SOURCE PASSAGE:

== == ==

The hyperpolarization of biologically relevant molecules for signal-enhanced magnetic resonance detection holds great promise for studying biological processes in vitro and in vivo. Being important metabolites as well as the building blocks of peptides, the canonical amino acids are promising targets for hyperpolarization, and a number of parahydrogen based strategies have been devised to hyperpolarize amino acids[1-7]. For biochemical and biomedical applications, however, these approaches suffer from limited biocompatibility of the obtained products, due to the utilization of toxic solvents, such as methanol-d4, or because chemically modified (e.g. N-protected) amino acids are obtained.
Herein we present a PHIP strategy for hyperpolarizing proteinogenic amino acids under conditions of improved biocompatibility. We obtain chemically unmodified proteinogenic amino acids, which are directly produced in aqueous media. This is enabled through the use of a heterogeneous nanocatalyst, which allows for PHIP hyperpolarization of the N-unprotected amino acids in water and further provides the prospect of easy catalyst separation. Efficient coherent hyperpolarization transfer from 1H to 13C is achieved at high field, using the recently presented ESOTHERIC approach. This allows for polarization storage on the carbonyl-13C for tens of seconds.
Whereas the strategy presented is demonstrated here for the hyperpolarization of single amino acids, it is likely that the approach can be extended into a general strategy for 13C-hyperpolarizing small synthetic peptides in aqueous solutions.

== == ==

APPLY WHAT YOU READ:
1) According to the hyperpolarization passage, what enables PHIP hyperpolarization of the N-unprotected amino acids in water?
2) Rewrite the hyperpolarization passage starting at "Herein we present" and ending at "tens of seconds.", substituting "solid-supported nanocatalyst" for "heterogeneous nanocatalyst".
The entries after this point are not needed.

== == ==

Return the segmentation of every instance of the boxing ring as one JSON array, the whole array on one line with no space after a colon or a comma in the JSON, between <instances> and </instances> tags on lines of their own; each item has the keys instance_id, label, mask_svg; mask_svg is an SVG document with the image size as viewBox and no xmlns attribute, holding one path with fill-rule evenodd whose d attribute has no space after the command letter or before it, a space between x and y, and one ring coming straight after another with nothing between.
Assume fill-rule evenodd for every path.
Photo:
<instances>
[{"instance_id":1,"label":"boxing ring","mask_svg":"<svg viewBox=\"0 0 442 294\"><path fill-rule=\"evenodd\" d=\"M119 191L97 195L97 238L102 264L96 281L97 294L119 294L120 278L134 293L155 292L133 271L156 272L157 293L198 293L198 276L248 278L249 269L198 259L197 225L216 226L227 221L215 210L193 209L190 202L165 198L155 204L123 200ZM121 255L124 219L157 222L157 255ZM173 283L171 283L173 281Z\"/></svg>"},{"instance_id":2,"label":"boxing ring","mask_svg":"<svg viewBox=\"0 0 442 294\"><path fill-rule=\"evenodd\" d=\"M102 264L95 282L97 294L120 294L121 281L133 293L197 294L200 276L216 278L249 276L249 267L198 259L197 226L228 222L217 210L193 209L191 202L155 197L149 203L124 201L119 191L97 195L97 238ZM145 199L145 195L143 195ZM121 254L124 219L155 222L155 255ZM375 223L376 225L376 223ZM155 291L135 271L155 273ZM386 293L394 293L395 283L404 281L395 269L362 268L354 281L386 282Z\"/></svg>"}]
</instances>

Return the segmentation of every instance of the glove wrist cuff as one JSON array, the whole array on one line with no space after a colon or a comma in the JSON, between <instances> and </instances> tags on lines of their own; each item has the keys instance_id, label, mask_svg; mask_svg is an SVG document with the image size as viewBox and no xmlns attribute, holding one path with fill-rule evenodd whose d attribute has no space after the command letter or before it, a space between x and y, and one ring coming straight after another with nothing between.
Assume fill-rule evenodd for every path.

== == ==

SOLUTION LIST:
1) A heterogeneous nanocatalyst.

2)
Herein we present a PHIP strategy for hyperpolarizing proteinogenic amino acids under conditions of improved biocompatibility. We obtain chemically unmodified proteinogenic amino acids, which are directly produced in aqueous media. This is enabled through the use of a solid-supported nanocatalyst, which allows for PHIP hyperpolarization of the N-unprotected amino acids in water and further provides the prospect of easy catalyst separation. Efficient coherent hyperpolarization transfer from 1H to 13C is achieved at high field, using the recently presented ESOTHERIC approach. This allows for polarization storage on the carbonyl-13C for tens of seconds.